• [AIM OF THE TASK]
As soon as the line containing "on the temple" appears, copy it and every following line word for word until the records end.

- Opening Delimiter -

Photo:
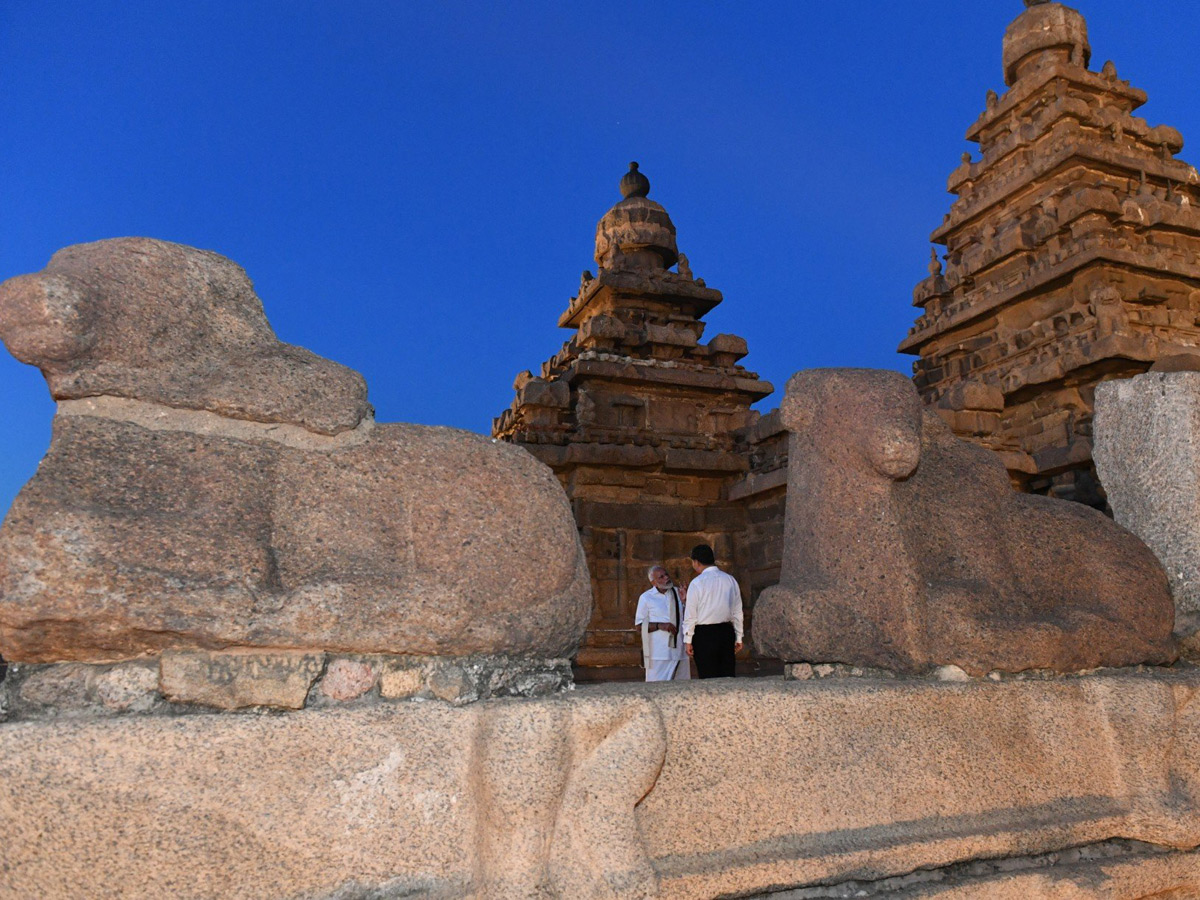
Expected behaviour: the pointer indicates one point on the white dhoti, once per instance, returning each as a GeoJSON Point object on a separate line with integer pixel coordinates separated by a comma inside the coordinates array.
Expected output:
{"type": "Point", "coordinates": [667, 670]}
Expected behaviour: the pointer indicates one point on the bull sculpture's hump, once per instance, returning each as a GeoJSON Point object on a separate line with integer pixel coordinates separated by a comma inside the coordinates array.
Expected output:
{"type": "Point", "coordinates": [906, 549]}
{"type": "Point", "coordinates": [209, 486]}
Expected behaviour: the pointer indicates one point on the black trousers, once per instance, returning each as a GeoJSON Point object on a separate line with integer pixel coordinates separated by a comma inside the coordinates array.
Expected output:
{"type": "Point", "coordinates": [713, 649]}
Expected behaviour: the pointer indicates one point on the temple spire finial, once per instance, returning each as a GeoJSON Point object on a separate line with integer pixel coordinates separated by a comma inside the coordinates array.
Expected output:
{"type": "Point", "coordinates": [634, 183]}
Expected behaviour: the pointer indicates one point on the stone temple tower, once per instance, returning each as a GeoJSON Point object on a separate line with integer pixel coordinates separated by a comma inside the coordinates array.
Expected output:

- Closing Delimiter -

• [SOLUTION BELOW]
Expected behaviour: the pointer indicates one point on the temple spire finial, once per instance, returning each as a GeoJSON Point object on a separate line with integer pixel coordinates separated by a comma inside the coordinates array.
Expected output:
{"type": "Point", "coordinates": [634, 183]}
Expected behaviour: the pointer indicates one point on the stone temple tower, once per instance, returning each as a GeoJSON Point object on a separate line with integer pixel coordinates separated by a comma inside the coordinates array.
Expected output:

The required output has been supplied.